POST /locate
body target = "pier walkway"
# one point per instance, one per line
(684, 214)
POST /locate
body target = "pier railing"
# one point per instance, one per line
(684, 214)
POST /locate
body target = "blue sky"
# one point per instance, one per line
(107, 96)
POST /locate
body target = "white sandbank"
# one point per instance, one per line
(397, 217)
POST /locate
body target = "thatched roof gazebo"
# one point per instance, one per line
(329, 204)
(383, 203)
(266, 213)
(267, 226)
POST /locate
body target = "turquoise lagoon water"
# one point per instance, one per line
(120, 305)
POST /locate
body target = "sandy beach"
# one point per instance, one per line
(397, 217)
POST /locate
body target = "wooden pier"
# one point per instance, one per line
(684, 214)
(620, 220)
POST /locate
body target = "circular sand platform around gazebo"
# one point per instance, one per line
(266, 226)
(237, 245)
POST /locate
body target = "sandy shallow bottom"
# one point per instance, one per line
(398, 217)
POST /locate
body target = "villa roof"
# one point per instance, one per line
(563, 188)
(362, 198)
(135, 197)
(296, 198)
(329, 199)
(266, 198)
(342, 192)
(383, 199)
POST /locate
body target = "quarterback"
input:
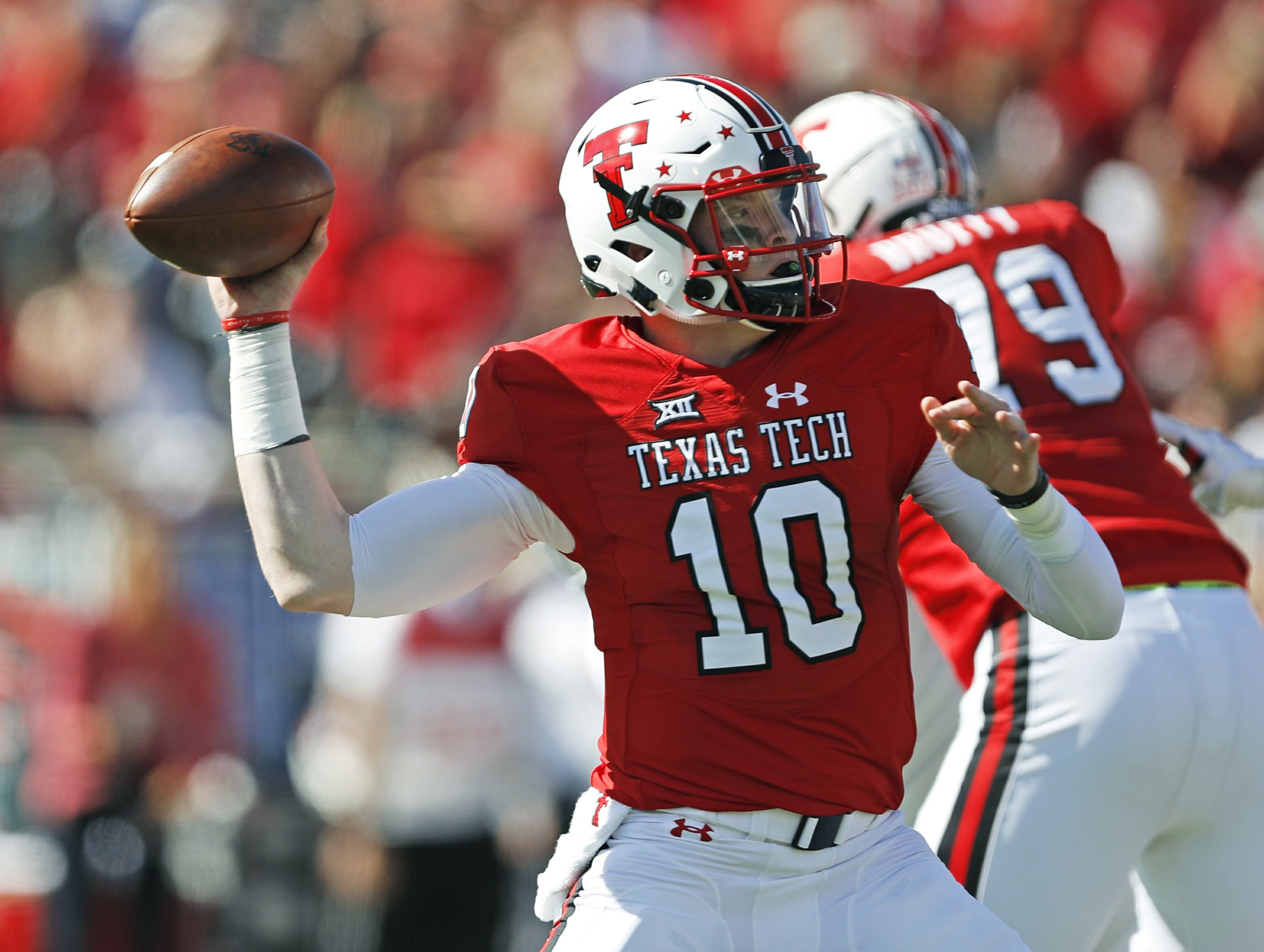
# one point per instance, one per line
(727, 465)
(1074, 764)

**Task to complete:** Rewrite the data above with every "pier" replaced by "jetty" and everything else unchanged. Omit the pictures.

**Output of the task:**
POST /locate
body target = "jetty walkway"
# one point per instance, one per line
(684, 214)
POST /locate
body target = "jetty railing"
# one point per instance, one per line
(684, 214)
POST /locate
body target = "blue sky"
# one point per instance, one per line
(107, 96)
POST /locate
body target = "white sandbank"
# one point per instance, one per line
(397, 217)
POST /locate
body target = "thatched roof gazebo"
# one point per instance, one per line
(329, 204)
(383, 203)
(266, 213)
(267, 226)
POST /locate
body target = "turquoise lagoon water"
# one point per instance, one per line
(120, 305)
POST /locate
body target = "sandy beach"
# one point per instance, one per line
(397, 217)
POST /locate
body target = "wooden jetty"
# one point per instance, one per line
(684, 214)
(620, 220)
POST /locate
body target = "circular sand platform around gazebo"
# one point per instance, one per line
(266, 226)
(237, 245)
POST /locate
body target = "sandy shallow bottom"
# one point per instance, one per line
(398, 217)
POST /locate
body target = "villa roof"
# one point per instance, one per line
(563, 188)
(362, 198)
(135, 197)
(296, 198)
(329, 199)
(266, 198)
(342, 192)
(383, 199)
POST /locate
body target = "quarterback"
input:
# one point per instance, one per line
(727, 465)
(1074, 764)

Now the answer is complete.